Detection annotation records
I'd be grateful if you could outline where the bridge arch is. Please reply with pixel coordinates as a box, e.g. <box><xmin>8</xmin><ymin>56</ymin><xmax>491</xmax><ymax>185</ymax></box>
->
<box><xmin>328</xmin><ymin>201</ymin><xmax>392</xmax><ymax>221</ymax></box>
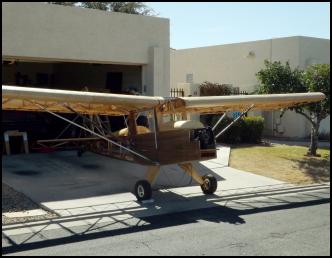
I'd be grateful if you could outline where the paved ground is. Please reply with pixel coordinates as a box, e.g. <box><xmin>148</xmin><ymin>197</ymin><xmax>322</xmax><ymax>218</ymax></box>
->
<box><xmin>263</xmin><ymin>138</ymin><xmax>330</xmax><ymax>148</ymax></box>
<box><xmin>2</xmin><ymin>185</ymin><xmax>330</xmax><ymax>256</ymax></box>
<box><xmin>2</xmin><ymin>147</ymin><xmax>284</xmax><ymax>220</ymax></box>
<box><xmin>2</xmin><ymin>148</ymin><xmax>330</xmax><ymax>255</ymax></box>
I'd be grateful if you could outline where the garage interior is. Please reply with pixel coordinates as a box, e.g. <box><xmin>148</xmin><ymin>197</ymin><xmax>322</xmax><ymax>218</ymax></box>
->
<box><xmin>1</xmin><ymin>60</ymin><xmax>142</xmax><ymax>154</ymax></box>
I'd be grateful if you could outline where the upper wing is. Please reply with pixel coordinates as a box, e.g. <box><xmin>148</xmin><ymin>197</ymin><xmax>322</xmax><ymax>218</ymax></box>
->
<box><xmin>175</xmin><ymin>92</ymin><xmax>325</xmax><ymax>113</ymax></box>
<box><xmin>2</xmin><ymin>85</ymin><xmax>325</xmax><ymax>116</ymax></box>
<box><xmin>2</xmin><ymin>85</ymin><xmax>166</xmax><ymax>116</ymax></box>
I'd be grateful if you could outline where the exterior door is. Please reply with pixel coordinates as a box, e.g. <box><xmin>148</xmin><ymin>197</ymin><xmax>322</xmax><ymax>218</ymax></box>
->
<box><xmin>106</xmin><ymin>72</ymin><xmax>122</xmax><ymax>93</ymax></box>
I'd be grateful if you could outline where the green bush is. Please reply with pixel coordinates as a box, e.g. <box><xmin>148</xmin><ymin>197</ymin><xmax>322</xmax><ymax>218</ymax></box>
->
<box><xmin>210</xmin><ymin>116</ymin><xmax>264</xmax><ymax>144</ymax></box>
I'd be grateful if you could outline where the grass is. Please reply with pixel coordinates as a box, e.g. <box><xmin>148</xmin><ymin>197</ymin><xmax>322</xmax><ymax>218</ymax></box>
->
<box><xmin>230</xmin><ymin>145</ymin><xmax>330</xmax><ymax>184</ymax></box>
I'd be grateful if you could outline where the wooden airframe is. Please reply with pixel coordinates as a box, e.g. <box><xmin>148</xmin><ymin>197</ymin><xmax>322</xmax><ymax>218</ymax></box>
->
<box><xmin>2</xmin><ymin>85</ymin><xmax>325</xmax><ymax>200</ymax></box>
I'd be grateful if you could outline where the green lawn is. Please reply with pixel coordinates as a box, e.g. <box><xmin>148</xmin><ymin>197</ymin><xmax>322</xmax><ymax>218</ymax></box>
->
<box><xmin>230</xmin><ymin>145</ymin><xmax>330</xmax><ymax>184</ymax></box>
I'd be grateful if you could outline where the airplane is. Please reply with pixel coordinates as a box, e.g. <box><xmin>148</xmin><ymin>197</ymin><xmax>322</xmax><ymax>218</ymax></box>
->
<box><xmin>2</xmin><ymin>85</ymin><xmax>325</xmax><ymax>201</ymax></box>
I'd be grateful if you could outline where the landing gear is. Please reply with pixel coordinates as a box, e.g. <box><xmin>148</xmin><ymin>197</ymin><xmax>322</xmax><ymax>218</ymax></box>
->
<box><xmin>178</xmin><ymin>163</ymin><xmax>218</xmax><ymax>194</ymax></box>
<box><xmin>77</xmin><ymin>147</ymin><xmax>86</xmax><ymax>157</ymax></box>
<box><xmin>201</xmin><ymin>175</ymin><xmax>218</xmax><ymax>194</ymax></box>
<box><xmin>134</xmin><ymin>180</ymin><xmax>152</xmax><ymax>201</ymax></box>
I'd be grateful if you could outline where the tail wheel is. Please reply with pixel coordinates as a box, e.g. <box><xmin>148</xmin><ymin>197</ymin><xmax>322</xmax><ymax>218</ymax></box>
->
<box><xmin>134</xmin><ymin>180</ymin><xmax>152</xmax><ymax>201</ymax></box>
<box><xmin>201</xmin><ymin>175</ymin><xmax>218</xmax><ymax>194</ymax></box>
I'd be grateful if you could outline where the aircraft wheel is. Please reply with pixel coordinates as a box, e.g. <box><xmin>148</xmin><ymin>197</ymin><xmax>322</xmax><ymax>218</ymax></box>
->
<box><xmin>77</xmin><ymin>149</ymin><xmax>83</xmax><ymax>157</ymax></box>
<box><xmin>201</xmin><ymin>175</ymin><xmax>218</xmax><ymax>194</ymax></box>
<box><xmin>135</xmin><ymin>180</ymin><xmax>152</xmax><ymax>201</ymax></box>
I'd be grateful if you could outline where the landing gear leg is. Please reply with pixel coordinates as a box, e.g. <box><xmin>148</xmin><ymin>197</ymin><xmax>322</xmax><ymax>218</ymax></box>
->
<box><xmin>134</xmin><ymin>166</ymin><xmax>160</xmax><ymax>201</ymax></box>
<box><xmin>178</xmin><ymin>163</ymin><xmax>218</xmax><ymax>194</ymax></box>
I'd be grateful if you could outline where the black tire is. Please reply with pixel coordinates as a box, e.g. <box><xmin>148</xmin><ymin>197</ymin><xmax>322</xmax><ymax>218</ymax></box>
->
<box><xmin>134</xmin><ymin>180</ymin><xmax>152</xmax><ymax>201</ymax></box>
<box><xmin>201</xmin><ymin>175</ymin><xmax>218</xmax><ymax>194</ymax></box>
<box><xmin>77</xmin><ymin>149</ymin><xmax>83</xmax><ymax>157</ymax></box>
<box><xmin>77</xmin><ymin>147</ymin><xmax>85</xmax><ymax>157</ymax></box>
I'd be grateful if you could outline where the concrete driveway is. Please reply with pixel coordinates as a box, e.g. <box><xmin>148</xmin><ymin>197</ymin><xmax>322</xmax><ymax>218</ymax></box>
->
<box><xmin>2</xmin><ymin>147</ymin><xmax>287</xmax><ymax>216</ymax></box>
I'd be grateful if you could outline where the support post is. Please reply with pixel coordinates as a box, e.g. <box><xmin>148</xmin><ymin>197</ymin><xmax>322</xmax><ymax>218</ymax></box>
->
<box><xmin>146</xmin><ymin>166</ymin><xmax>160</xmax><ymax>185</ymax></box>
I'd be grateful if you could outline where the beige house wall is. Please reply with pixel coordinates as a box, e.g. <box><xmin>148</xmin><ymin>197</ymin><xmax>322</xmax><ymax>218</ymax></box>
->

● YOUR GOAL
How many lines in the items above contain the string "gear", matching case? Reply with the number alone.

● FINISHED EXERCISE
2